_CONSIGNE:_
Poursuivez le passage sur la PMA post mortem à partir de sa dernière phrase.
------ PASSAGE PROPOSÉ
Concernant, d’abord, la PMA post mortem, le Conseil d’État a, certes, affirmé sa compatibilité avec la Convention européenne des droits de l’Homme – sous réserve de circonstances particulières caractérisant une atteinte disproportionnée aux droits qu’elle garantit – (CE, 28 nov. 2024, n° 497323 et 498345), puis refusé de transmettre une question prioritaire de constitutionnalité (QPC) sur le sujet en considérant que la question de sa conformité aux droits et libertés garantis par la Constitution – plus particulièrement au droit au respect de la vie privée et au droit de mener une vie familiale normale – ne présentait pas de caractère sérieux (CE, 25 févr. 2025, n° 499498). Toutefois, la Cour européenne des droits de l’Homme (CEDH) a, à juste titre, souligné en 2023 (CEDH 14 sept. 2023, n° 22296/20 et 37138/20, Baret et Caballero contre France) que « l’ouverture, depuis 2021, par le législateur de l’AMP aux couples de femmes et aux femmes seules pose de manière renouvelée la pertinence de la justification du maintien de l’interdiction dénoncée », les États étant tenus de mettre en place un cadre juridique cohérent. Comment justifier, en effet, qu’une veuve puisse désormais recourir à l’AMP avec tiers donneur mais ne puisse toujours pas avoir accès à une procédure d’AMP en utilisant les gamètes de son conjoint (insémination post-mortem) ou par un transfert d’embryon post-mortem ?
------------
------ JEU DE DONNÉES
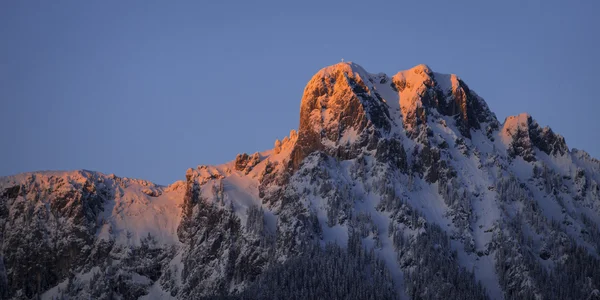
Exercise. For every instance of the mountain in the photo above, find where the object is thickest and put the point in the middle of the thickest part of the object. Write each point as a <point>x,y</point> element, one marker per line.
<point>393,187</point>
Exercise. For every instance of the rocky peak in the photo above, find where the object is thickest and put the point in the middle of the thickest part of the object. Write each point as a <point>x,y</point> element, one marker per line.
<point>340,112</point>
<point>521,133</point>
<point>422,90</point>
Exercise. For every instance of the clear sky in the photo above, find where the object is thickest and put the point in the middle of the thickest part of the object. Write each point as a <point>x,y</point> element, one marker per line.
<point>148,89</point>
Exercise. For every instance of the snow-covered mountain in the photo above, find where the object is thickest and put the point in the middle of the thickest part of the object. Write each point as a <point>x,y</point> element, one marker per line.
<point>393,187</point>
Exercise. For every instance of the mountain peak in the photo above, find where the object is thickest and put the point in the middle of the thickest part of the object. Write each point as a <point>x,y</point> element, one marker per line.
<point>521,133</point>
------------
_RÉPONSE À L'EXERCICE:_
Concernant, ensuite, la GPA, si la jurisprudence de la Cour de cassation permettant la transcription intégrale de l’acte de naissance des enfants issus de tels contrats valablement conclus dans des États permissifs avait été « combattue » par la loi du 2 août 2021, les arrêts rendus fin 2024 révèlent qu’une nouvelle voie est désormais ouverte aux parents d’intention : l’exequatur du jugement étranger établissant la filiation de l’enfant (Civ. 1re, 2 oct. 2024, n° 23-50.001, 23-50.002, 23-50.017 et 23-50.020), et ce y compris quand le seul parent d’intention – en l’espèce, une femme – est dépourvue de tout lien biologique avec l’enfant (Civ. 1re, 14 nov. 2024, n° 23-50.016). Tandis que le pourvoi invoquait une contrariété du jugement à l’ordre public international français, la Cour de cassation insiste sur le fait que, « avec l’élargissement de l’assistance médicale à la procréation aux couples de femmes et l’établissement de la filiation de la femme qui n’a pas accouché par le biais d’une reconnaissance conjointe anticipée, la loi n° 2021-1017 du 2 août 2021 relative à la bioéthique a consacré l’existence en droit français d’une filiation reposant sur l’engagement personnel de deux femmes qui ont construit un projet parental commun, en dehors de toute vraisemblance biologique ».